Rewrite the records, starting at the line that contains "Please locate the shrub" and ending at the last line of the records, with the requests included. Offset every coordinate in the answers by adding 22 to it.

╭──

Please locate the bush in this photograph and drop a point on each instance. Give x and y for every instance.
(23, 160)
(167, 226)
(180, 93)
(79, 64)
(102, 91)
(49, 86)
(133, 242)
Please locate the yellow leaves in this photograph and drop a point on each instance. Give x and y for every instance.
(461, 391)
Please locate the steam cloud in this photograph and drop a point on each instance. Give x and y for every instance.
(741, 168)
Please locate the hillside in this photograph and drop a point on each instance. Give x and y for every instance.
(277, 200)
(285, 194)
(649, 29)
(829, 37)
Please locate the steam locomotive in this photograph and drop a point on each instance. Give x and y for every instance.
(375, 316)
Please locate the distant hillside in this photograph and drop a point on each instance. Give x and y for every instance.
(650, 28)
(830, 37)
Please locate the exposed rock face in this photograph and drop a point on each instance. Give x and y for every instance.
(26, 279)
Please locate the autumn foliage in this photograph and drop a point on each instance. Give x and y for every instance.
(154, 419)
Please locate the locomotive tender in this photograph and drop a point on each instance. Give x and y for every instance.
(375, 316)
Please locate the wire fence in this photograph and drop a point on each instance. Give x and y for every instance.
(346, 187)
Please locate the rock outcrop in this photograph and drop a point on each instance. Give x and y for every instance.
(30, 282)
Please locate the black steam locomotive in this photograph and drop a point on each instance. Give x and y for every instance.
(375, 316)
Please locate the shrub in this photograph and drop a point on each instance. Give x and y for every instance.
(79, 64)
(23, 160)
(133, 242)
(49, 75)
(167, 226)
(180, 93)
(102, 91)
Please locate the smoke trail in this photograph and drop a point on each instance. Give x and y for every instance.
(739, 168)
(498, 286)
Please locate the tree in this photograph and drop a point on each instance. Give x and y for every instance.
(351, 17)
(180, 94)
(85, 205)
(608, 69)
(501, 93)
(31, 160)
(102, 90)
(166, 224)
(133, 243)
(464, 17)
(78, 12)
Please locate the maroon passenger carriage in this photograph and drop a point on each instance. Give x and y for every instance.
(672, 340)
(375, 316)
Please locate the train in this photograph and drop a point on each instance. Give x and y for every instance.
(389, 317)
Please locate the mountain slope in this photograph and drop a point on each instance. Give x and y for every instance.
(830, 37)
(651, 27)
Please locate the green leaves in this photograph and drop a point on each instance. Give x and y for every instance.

╰──

*Output below*
Please locate the shrub in this photograph and drop a point on each instance. Give x and y for every instance.
(101, 86)
(45, 182)
(155, 264)
(71, 97)
(189, 248)
(202, 115)
(124, 113)
Please locate the smoke trail in this photograph and drop a point on each instance. Give x and y for every instance.
(761, 190)
(520, 308)
Please locate the tree in this photograph and drop a point on each instance. Give x and y for every instance.
(373, 39)
(202, 116)
(107, 227)
(630, 91)
(523, 115)
(53, 182)
(124, 112)
(188, 246)
(155, 265)
(486, 39)
(100, 34)
Please locate the maroon passenger carriage in this photograph and drop a point on each instance. Give x and y for every instance.
(694, 362)
(397, 338)
Please locate the train in this photograph and drop a point on each instance. Give x and y for every instance.
(411, 339)
Please locate the mountain slope in this photograph and drop a point on each instance. Give x and y for every instance.
(852, 59)
(673, 49)
Please locate the green leaves in this photograph and drop a point on each instance. Give x and y for every instance.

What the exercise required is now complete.